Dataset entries
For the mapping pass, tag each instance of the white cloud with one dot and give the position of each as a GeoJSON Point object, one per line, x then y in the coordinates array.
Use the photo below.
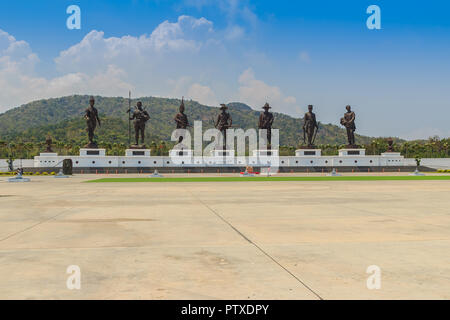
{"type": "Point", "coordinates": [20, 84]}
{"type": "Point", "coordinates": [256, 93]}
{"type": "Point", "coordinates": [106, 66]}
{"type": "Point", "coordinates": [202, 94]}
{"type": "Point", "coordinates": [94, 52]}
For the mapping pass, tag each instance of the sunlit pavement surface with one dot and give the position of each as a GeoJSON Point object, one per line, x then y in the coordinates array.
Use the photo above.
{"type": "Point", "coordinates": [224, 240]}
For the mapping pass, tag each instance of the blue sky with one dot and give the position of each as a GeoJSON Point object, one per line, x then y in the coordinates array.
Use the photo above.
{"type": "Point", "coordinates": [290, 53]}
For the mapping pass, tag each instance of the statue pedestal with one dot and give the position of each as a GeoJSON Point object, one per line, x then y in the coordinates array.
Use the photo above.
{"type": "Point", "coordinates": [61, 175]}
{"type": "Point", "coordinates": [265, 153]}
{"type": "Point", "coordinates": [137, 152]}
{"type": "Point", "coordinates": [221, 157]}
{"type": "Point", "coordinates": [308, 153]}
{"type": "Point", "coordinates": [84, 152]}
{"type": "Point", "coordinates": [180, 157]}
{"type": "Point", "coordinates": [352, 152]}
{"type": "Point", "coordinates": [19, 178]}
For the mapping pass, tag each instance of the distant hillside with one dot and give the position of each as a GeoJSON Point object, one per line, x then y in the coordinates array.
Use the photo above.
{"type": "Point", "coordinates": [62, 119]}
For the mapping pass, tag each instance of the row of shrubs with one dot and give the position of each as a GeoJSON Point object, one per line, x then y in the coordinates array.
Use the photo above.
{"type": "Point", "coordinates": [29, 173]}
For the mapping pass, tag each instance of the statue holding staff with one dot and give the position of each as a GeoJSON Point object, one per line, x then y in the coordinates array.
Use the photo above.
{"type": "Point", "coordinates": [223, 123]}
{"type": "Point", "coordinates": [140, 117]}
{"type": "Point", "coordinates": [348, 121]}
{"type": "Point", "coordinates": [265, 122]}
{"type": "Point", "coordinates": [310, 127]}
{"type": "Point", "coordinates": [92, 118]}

--

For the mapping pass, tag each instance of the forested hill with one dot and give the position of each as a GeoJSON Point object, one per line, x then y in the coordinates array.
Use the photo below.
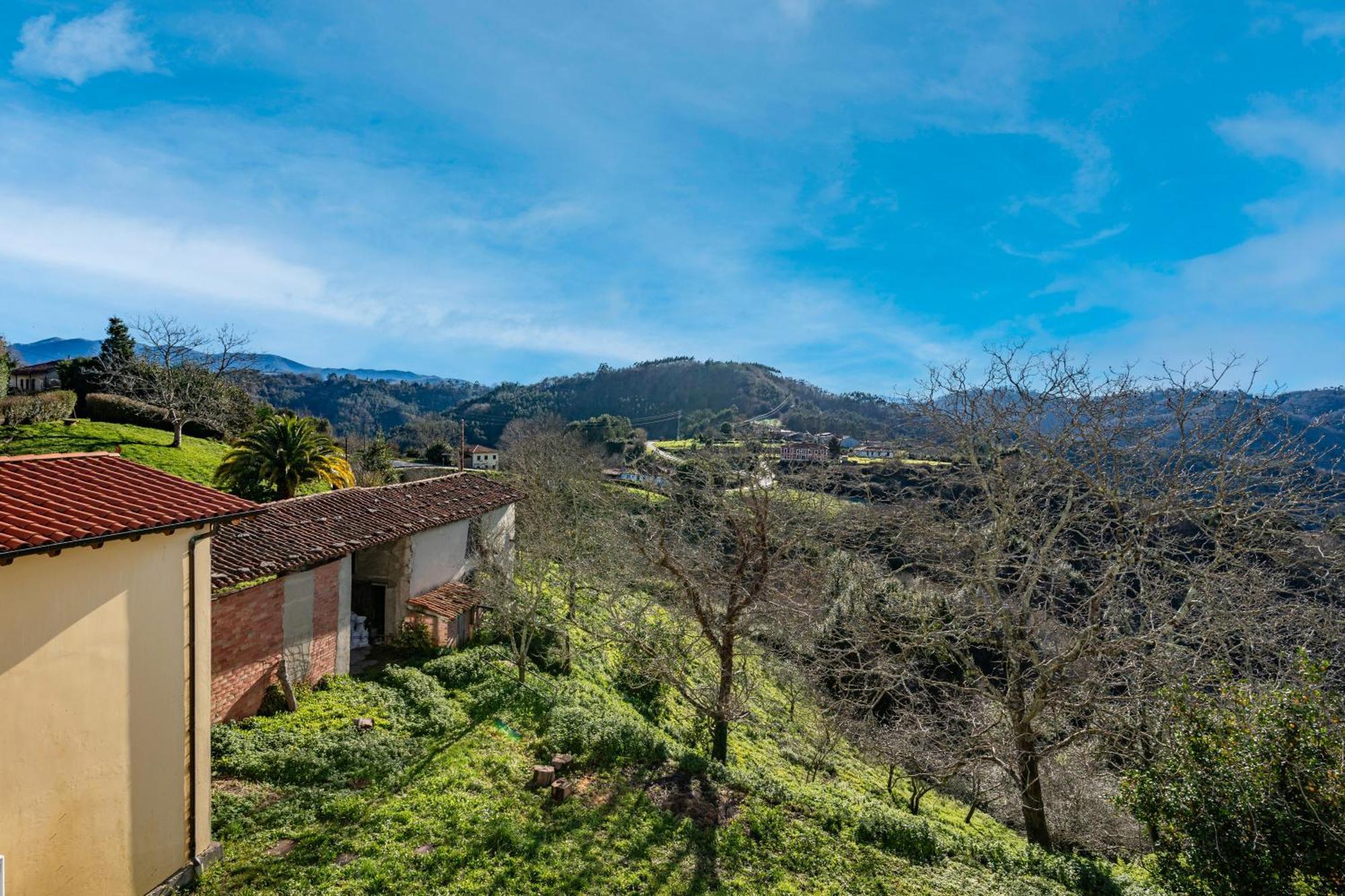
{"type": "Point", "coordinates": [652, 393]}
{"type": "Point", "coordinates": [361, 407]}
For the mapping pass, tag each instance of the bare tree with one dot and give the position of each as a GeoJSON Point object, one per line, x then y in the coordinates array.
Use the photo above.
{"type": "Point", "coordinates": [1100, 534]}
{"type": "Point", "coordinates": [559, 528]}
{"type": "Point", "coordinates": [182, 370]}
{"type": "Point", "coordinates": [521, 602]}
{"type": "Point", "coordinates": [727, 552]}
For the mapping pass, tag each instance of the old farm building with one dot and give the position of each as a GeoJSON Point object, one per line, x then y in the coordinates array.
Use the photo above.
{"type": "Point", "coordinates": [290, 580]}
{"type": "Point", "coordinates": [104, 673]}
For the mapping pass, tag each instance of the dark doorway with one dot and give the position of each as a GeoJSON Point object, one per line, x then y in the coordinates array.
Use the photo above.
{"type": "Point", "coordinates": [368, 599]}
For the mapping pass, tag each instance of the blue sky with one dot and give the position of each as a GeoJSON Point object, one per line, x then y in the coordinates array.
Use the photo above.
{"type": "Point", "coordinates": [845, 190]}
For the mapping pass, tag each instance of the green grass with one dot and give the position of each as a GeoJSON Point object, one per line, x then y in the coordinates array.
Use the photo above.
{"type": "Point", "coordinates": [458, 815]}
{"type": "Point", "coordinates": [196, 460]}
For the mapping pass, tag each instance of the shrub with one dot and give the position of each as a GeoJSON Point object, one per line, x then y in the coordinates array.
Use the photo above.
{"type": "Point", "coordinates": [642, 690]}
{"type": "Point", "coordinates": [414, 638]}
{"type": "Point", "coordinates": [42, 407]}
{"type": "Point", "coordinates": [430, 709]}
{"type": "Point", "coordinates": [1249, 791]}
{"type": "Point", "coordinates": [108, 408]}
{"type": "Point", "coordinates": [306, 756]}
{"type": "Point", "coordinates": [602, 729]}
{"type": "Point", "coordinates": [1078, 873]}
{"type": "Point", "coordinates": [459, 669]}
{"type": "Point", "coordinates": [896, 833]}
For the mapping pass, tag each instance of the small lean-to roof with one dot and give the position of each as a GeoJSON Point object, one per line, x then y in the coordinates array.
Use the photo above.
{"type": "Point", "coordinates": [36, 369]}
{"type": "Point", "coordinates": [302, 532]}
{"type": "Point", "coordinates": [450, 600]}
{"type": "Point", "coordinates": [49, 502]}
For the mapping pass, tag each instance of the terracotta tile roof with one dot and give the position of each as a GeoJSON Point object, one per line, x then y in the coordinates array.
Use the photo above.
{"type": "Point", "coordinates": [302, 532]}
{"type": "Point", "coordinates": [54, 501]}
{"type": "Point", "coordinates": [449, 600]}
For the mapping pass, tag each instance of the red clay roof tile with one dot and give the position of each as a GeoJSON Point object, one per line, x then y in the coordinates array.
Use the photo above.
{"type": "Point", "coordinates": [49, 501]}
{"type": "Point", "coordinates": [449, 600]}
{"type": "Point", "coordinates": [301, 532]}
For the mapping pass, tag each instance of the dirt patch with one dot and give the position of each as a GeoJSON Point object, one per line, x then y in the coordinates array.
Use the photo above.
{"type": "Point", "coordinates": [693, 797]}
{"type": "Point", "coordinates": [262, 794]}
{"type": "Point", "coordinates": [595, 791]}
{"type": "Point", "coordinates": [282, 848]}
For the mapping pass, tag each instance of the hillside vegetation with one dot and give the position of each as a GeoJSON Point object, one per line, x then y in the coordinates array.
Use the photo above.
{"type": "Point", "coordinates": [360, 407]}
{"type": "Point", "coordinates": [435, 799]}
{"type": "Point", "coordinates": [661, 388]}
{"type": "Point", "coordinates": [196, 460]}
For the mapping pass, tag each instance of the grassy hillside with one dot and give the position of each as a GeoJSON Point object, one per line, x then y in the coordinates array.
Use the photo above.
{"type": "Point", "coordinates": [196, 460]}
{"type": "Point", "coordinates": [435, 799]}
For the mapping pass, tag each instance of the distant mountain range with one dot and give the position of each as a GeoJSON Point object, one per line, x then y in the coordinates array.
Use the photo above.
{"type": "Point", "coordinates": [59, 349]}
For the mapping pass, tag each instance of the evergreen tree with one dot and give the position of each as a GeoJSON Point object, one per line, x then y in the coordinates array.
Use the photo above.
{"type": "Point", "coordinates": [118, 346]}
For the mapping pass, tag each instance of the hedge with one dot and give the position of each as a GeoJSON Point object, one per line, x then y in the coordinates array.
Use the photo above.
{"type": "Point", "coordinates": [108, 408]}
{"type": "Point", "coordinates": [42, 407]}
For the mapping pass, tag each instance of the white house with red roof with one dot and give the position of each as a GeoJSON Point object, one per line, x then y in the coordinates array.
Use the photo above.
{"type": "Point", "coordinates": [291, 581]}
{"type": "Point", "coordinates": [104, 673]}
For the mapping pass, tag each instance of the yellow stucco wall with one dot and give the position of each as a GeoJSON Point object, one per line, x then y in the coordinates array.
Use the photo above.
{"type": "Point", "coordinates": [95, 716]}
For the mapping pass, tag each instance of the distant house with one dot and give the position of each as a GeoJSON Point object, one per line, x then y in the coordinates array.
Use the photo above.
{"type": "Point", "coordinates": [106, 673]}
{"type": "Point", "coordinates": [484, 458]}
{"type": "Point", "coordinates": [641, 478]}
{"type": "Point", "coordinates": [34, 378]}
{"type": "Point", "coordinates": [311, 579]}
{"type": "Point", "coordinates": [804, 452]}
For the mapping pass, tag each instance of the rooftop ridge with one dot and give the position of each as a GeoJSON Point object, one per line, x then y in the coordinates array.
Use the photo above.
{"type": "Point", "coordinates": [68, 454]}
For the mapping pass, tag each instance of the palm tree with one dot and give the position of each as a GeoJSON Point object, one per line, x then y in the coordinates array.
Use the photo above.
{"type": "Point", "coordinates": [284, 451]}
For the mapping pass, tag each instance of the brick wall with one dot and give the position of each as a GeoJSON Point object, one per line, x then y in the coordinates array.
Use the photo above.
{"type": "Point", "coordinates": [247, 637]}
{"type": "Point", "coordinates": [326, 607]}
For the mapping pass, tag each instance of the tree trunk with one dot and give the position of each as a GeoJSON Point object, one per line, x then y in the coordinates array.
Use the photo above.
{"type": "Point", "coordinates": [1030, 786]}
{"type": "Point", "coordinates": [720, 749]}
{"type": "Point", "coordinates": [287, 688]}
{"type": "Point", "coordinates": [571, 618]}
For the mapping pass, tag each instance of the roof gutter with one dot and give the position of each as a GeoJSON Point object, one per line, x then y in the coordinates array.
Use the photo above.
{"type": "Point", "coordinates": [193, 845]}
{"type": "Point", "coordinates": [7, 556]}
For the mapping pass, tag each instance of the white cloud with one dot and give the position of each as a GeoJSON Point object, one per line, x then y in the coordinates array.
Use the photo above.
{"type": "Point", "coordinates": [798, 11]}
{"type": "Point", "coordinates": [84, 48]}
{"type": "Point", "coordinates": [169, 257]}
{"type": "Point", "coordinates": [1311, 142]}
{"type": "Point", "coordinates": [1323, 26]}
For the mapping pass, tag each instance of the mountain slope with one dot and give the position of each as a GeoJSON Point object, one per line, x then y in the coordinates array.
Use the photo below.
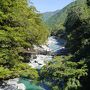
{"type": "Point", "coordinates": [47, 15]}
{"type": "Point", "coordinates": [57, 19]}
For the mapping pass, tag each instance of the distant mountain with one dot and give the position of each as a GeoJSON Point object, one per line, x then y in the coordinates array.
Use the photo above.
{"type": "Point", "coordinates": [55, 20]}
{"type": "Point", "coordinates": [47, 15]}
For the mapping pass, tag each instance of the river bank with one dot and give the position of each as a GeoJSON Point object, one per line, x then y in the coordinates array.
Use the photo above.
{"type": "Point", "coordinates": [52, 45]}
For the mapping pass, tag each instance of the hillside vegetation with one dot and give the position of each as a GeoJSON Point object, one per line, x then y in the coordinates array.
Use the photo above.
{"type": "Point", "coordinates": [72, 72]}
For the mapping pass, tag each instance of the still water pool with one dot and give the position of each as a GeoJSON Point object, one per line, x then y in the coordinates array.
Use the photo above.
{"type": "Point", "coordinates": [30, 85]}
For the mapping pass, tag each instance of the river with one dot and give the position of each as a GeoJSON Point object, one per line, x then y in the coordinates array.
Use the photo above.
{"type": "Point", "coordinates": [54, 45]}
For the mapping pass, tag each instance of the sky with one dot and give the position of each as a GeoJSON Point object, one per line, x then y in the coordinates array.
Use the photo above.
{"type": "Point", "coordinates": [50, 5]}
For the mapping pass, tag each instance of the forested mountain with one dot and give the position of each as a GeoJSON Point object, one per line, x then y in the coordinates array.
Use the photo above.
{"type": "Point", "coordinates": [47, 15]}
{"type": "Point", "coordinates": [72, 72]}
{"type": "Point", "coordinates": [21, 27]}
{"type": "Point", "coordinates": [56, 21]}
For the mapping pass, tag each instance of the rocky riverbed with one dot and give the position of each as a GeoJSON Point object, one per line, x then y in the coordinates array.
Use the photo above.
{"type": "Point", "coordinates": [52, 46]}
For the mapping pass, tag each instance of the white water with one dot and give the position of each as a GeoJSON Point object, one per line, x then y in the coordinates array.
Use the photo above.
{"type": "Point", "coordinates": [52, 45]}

--

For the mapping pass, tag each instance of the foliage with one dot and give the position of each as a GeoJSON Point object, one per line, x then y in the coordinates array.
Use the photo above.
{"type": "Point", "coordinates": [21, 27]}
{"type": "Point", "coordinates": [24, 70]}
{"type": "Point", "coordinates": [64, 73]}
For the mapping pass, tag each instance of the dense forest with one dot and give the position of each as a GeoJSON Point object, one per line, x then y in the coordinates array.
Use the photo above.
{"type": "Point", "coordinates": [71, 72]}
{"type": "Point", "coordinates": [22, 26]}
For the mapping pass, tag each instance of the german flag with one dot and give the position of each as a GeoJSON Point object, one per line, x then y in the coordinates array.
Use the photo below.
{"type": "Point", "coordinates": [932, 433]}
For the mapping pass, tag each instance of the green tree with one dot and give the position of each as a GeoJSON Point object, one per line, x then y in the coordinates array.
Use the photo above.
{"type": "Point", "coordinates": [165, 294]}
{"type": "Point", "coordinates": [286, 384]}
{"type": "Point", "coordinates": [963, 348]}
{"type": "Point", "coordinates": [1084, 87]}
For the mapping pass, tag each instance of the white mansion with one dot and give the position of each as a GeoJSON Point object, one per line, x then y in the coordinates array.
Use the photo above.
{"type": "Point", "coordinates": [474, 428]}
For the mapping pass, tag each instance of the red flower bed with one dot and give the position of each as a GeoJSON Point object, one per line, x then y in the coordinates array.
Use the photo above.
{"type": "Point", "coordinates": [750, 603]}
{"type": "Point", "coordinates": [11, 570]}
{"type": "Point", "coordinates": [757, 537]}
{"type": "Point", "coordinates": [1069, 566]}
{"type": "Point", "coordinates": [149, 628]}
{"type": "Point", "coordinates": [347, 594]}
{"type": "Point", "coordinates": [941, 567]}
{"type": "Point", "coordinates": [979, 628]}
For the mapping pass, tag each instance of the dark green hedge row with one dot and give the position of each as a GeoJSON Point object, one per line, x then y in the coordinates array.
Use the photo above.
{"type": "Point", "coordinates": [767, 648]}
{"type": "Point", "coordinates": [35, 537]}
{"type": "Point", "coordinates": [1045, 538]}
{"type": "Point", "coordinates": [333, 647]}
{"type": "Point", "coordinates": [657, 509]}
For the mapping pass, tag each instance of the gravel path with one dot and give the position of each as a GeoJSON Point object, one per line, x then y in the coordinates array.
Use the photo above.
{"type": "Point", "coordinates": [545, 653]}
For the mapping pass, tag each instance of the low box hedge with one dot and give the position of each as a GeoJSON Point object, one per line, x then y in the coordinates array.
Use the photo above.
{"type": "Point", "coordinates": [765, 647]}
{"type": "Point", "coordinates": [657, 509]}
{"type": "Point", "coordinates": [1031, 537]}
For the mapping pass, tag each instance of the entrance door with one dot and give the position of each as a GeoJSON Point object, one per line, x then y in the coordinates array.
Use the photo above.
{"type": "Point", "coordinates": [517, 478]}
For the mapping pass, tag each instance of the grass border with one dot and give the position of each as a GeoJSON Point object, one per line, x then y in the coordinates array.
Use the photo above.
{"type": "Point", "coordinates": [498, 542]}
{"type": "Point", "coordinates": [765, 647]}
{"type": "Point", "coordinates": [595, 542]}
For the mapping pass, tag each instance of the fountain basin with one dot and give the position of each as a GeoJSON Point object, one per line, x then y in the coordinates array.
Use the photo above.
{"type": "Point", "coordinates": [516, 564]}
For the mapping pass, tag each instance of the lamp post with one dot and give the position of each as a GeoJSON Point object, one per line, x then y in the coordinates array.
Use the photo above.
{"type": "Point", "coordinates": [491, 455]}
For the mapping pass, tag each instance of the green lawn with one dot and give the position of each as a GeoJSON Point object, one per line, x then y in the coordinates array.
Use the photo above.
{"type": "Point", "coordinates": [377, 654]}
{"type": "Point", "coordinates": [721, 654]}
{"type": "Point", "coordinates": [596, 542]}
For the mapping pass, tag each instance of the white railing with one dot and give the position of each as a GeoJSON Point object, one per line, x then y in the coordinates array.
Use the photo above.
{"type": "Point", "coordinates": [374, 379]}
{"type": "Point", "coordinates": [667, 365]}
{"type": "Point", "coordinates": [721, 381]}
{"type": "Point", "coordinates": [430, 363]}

## EXERCISE DIRECTIONS
Find the lines in the records that contain the word "distant", then copy every one of them.

## REPLY TO THE EXERCISE
For the mapping pass, tag each instance of the distant hillside with one dot and give the position of each as a GeoJSON Point object, one per line, x then y in the coordinates array.
For the mapping pass, tag each instance of the distant mountain range with one dot and give the position of each as a GeoJSON Point object, one per line, x then y in the coordinates array.
For the mapping pass, tag each instance of the distant house with one dot and give the position of each as a GeoJSON Point object, one per line, x then y in the coordinates array.
For the mapping pass, tag each instance of the distant mountain with one dot and give the position of each as a GeoJSON Point object, one per line, x then y in the coordinates array.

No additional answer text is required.